• [ОТРЫВОК ТЕКСТА]:
"""

Меж соснами среднего роста
я шел к остановке «Кристалл».
Так просто,
так тихо,
так остро
снег падал и вдруг перестал.
Мгновеньем пронзенный, я замер.
И щиплет от счастья в носу.
И полными радуг глазами
держу я весь мир на весу.
Мария Затонская
поэт, главный редактор журнала
Пролистав изрядное количество стихов Попова за 2023 год и пережив много смертей, своих и чужих, которых у него в стихах много, я наткнулась на это – сплошь состоящее из счастья. Впрочем, Попов не тот трагический поэт, что от начала до конца беспросветен – у него, по крайней мере внешне, всё легче и проще, чем может показаться. Например, стихотворение про Таню и Ваню[1], утонувших в реке, похожее на частушку, заканчивается так:
не горели фонари
не дрожали лужи
он светился изнутри
а она снаружи

Игровая форма, к которой прибегает Попов, всегда оставляет пространство для надежды, то есть даже смерть не безнадежна. Многие его стихи ироничны: эдакая прореха в здравом смысле и рациональности, спасение от прямолинейной логики. Стихотворение «Счастье» начинается с этой иронии:


Меж соснами среднего роста
я шел к остановке «Кристалл».

"""

• [ИСХОДНЫЙ ЛИСТИНГ]:
"""

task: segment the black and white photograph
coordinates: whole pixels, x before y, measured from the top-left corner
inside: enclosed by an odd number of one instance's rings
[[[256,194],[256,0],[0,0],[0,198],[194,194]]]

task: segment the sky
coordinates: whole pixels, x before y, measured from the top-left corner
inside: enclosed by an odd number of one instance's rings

"""

• [ЧТО СДЕЛАТЬ]:
1. Переведите на английский язык предложение из отрывка о стихотворении «Счастье»: «Мгновеньем пронзенный, я замер».
2. Воспроизведите без изменений все строки листинга, начиная со строки, содержащей «task: segment the sky», и до самого конца листинга включительно.

• [ОТВЕТЫ К УПРАЖНЕНИЮ]:
1. Pierced by the moment, I froze.

2.
task: segment the sky
coordinates: whole pixels, x before y, measured from the top-left corner
inside: enclosed by an odd number of one instance's rings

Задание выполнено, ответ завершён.